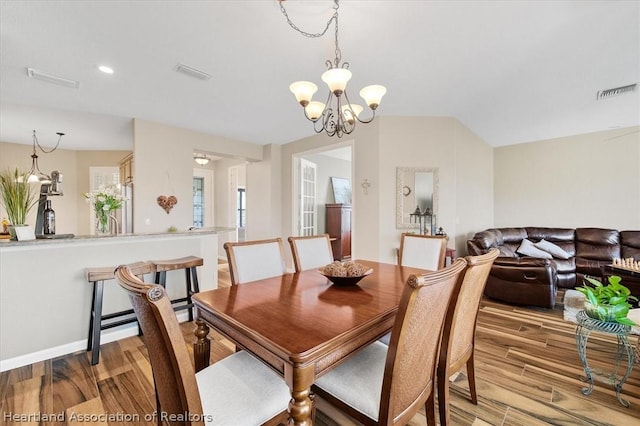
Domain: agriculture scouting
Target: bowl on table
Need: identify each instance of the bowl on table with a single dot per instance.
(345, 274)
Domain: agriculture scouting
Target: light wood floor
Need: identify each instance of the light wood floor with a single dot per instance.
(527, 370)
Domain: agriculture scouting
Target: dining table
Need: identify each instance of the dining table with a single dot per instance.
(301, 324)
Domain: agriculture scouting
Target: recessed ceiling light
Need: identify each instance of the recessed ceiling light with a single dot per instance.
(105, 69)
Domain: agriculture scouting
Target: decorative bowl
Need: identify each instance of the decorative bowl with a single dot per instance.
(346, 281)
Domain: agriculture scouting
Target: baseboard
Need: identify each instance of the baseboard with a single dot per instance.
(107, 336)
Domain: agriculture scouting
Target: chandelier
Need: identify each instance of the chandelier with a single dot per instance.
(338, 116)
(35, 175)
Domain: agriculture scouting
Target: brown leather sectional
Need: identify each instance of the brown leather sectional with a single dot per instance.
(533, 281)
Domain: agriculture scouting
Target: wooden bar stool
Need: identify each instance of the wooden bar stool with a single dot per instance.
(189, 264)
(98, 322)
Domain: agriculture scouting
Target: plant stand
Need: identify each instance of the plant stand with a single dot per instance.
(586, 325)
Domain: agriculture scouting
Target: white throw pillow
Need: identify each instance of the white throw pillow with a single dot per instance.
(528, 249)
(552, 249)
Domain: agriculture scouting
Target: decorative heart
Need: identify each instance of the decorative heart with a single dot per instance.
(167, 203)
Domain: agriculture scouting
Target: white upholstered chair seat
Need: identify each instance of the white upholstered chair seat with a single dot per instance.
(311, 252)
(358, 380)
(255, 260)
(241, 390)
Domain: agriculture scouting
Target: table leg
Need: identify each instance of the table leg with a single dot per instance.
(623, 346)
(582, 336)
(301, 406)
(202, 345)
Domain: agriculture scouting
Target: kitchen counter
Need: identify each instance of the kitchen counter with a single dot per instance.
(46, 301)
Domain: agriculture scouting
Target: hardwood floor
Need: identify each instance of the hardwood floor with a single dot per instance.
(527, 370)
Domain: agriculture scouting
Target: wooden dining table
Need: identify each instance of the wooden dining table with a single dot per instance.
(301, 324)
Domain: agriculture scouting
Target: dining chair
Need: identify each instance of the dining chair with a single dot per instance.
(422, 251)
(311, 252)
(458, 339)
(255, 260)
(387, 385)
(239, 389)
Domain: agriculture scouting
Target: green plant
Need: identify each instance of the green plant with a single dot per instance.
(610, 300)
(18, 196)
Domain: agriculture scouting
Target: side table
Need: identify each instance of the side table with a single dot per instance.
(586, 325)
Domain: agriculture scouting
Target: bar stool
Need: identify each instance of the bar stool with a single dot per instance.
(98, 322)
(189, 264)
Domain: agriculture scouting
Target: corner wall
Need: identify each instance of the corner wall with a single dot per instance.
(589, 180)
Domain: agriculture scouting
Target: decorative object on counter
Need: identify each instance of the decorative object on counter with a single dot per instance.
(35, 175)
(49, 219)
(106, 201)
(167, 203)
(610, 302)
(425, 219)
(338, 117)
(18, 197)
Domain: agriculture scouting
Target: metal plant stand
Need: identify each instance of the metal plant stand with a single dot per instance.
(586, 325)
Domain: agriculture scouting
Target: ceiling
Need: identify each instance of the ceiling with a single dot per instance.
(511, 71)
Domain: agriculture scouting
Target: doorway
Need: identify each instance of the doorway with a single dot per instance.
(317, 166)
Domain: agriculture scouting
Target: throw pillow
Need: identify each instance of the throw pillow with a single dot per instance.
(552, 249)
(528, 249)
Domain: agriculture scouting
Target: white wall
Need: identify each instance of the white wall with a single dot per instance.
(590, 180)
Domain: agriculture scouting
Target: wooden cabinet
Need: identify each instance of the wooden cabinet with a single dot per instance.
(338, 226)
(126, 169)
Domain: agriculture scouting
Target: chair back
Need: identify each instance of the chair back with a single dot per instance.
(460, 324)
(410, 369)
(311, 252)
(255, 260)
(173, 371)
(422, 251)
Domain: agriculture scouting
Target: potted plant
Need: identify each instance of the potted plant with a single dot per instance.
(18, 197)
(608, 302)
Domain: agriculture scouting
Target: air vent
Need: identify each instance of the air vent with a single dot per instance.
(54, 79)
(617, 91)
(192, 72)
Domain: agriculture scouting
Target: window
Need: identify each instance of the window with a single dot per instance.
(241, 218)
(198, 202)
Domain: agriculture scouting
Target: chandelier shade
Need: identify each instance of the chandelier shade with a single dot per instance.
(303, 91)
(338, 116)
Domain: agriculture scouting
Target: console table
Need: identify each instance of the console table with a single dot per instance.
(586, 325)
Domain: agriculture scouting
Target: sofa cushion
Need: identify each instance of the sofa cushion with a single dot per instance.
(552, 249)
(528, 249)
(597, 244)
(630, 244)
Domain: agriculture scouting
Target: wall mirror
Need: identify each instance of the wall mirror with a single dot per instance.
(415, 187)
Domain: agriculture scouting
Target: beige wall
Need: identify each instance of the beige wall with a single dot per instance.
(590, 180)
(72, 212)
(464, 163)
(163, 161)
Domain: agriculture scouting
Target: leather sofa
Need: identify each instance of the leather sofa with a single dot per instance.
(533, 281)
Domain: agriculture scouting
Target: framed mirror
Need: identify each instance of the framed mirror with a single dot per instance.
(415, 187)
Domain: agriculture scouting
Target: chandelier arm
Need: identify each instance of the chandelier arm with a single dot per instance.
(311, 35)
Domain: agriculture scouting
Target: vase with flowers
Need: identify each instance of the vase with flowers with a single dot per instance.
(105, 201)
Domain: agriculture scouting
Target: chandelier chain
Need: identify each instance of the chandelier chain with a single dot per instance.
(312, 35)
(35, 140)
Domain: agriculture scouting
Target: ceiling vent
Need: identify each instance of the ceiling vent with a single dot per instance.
==*==
● **TO DO**: The records above are to be quoted exactly, with all pictures left out.

● **EXERCISE SOLUTION**:
Domain: agriculture scouting
Target: bowl on table
Need: identify each instance of the bowl on table with a single dot per instance.
(345, 274)
Domain: agriculture scouting
Target: light wood floor
Need: identify each instance of the light wood floor with a single dot per instance.
(527, 370)
Domain: agriculture scouting
Target: dining table
Need: identify each instance of the dining table with a single dot per instance.
(301, 324)
Domain: agriculture scouting
Target: recessed ceiling light
Need: identify each instance of the recessed ceiling light with a single dot per instance.
(105, 69)
Domain: agriculture scouting
Target: decorative bowl
Need: identify each instance of the decorative bowl with a single dot per instance.
(346, 281)
Domain: agriculture scouting
Target: baseboard
Need: identify each instance of the baseboard with a single dot per instance.
(107, 336)
Domain: agriculture scouting
Target: chandelier
Need: identify each instance of the chandelier with a single dot per instance.
(338, 116)
(35, 175)
Domain: agriculture scouting
Target: brown leather sectional
Need: identify each instance of the brown leather sectional with a single dot per instance.
(533, 281)
Domain: agriculture scouting
Target: wooden bar stool
Need: identify each instance of the wooden bar stool with a single dot per instance.
(189, 264)
(98, 322)
Domain: agriculture scouting
Target: plant stand
Need: identify each instance of the plant stand with a single dot per instance.
(586, 325)
Domain: agriculture scouting
Target: white throw pillow
Need: identify each instance of the white throw pillow with a single dot per instance.
(528, 249)
(552, 249)
Domain: agriculture scouting
Target: decorative heart
Need: identify each instance of the decorative heart with a single dot per instance.
(167, 203)
Domain: agriculture scouting
Target: white upholstered chair seat
Need: identify each instance of the white upholstered chair seat with a single dot per instance.
(311, 252)
(358, 380)
(255, 260)
(241, 390)
Domain: agriculture scouting
Target: table leg
Need: identify each instance of the table leg with a single dot per instance.
(623, 346)
(582, 336)
(301, 406)
(202, 345)
Domain: agriculture scouting
Target: kitchen counter
Need: identify each instance of the kitchen counter with a single dot per instance.
(46, 301)
Domain: agriculture scouting
Target: hardwood floor
Need: identify each instance of the hardwood floor with a single dot per instance.
(527, 370)
Domain: agriculture scouting
Target: wooden dining table
Need: identify each instance of the wooden dining table with a single dot per instance.
(301, 324)
Domain: agriculture scouting
Target: dining chair
Need: identify each instance of the dining chair with a single dot per instance.
(422, 251)
(311, 252)
(458, 339)
(255, 260)
(387, 385)
(239, 389)
Domain: agriculture scouting
Target: green plant
Need: identify each instance of the green plant with a single dot per instance.
(610, 300)
(18, 196)
Domain: agriculture scouting
Target: side table
Need: identify each instance of the side table with a single dot per instance.
(586, 325)
Domain: agriculture scouting
Target: bar stool
Need: identify each instance of the bar stool with a single dot per instance.
(98, 322)
(189, 264)
Domain: agriculture scouting
Target: corner wall
Need: identify each instance of the corner wall with a single dot per instance.
(589, 180)
Domain: agriculture scouting
Target: decorative object on counter
Need: identify each instance of the decorative object on counter with a single dot per instance.
(35, 175)
(49, 219)
(106, 201)
(167, 203)
(610, 302)
(425, 219)
(338, 117)
(18, 197)
Domain: agriculture scouting
Target: metal plant stand
Need: identify each instance of the metal plant stand with a single dot per instance.
(586, 325)
Domain: agriculture scouting
Target: ceiling
Need: identify each instance of the ceiling with a single dot per instance.
(511, 71)
Domain: agriculture scouting
Target: doorway
Need: identify each instance of the doorway with a single dot per instance.
(317, 166)
Domain: agriculture scouting
Target: throw pillow
Need: identify each instance of the throw pillow with a single dot per instance.
(552, 249)
(528, 249)
Domain: agriculture scouting
Target: white wall
Need: identify each instance of the white wall with a single dot per instance.
(590, 180)
Domain: agriculture scouting
Target: wooden cabinet
Need: identify each instance of the wooden cabinet with a single dot per instance.
(338, 226)
(126, 169)
Domain: agriculture scouting
Target: chair back
Need: identify each instance of the chair back with a single dot per instance.
(460, 324)
(410, 369)
(311, 252)
(255, 260)
(173, 371)
(422, 251)
Domain: agriculture scouting
Target: potted plant
Need: identify each instance of the potted plant with a single dot per instance.
(18, 197)
(608, 302)
Domain: agriculture scouting
Target: air vent
Need: identify each instance of the air vent with a single dot per instance.
(54, 79)
(617, 91)
(192, 72)
Domain: agriculture scouting
Target: window
Need: identify each instance of the window with a single dot per instance.
(241, 218)
(198, 202)
Domain: agriculture scouting
Target: chandelier shade
Need: identify each instance of the chandelier shade with a single dot per instance.
(303, 91)
(338, 116)
Domain: agriculture scouting
Target: console table
Need: identify each instance of the console table with a single dot per instance.
(586, 325)
Domain: agriculture scouting
Target: sofa cushion
Need: identify each instance of the sofa cushion with a single dot per instance.
(552, 249)
(528, 249)
(597, 244)
(630, 244)
Domain: agriculture scouting
Target: wall mirror
Need: identify each instance of the wall mirror with a single dot per instance.
(415, 187)
Domain: agriculture scouting
Target: beige wall
Need: identify each instance of the beige wall with a single dot per instance.
(590, 180)
(72, 212)
(464, 163)
(163, 161)
Domain: agriculture scouting
Target: leather sofa
Need: identify each instance of the leather sofa with a single dot per instance.
(533, 281)
Domain: agriculture scouting
Target: framed mirror
Need: identify each instance of the framed mirror with a single dot per instance.
(415, 187)
Domain: agriculture scouting
Target: chandelier arm
Need: identify each instance of the chandelier arm with a single dot per instance.
(311, 35)
Domain: agriculture scouting
Target: vase with flowers
Need: identify each instance of the vase with flowers with a single dot per instance.
(105, 201)
Domain: agriculture scouting
Target: chandelier chain
Need: identify each instance of the chandelier chain with a single dot per instance.
(312, 35)
(35, 140)
Domain: agriculture scouting
Target: ceiling vent
Need: identify each instance of the ceiling vent with a single dot per instance.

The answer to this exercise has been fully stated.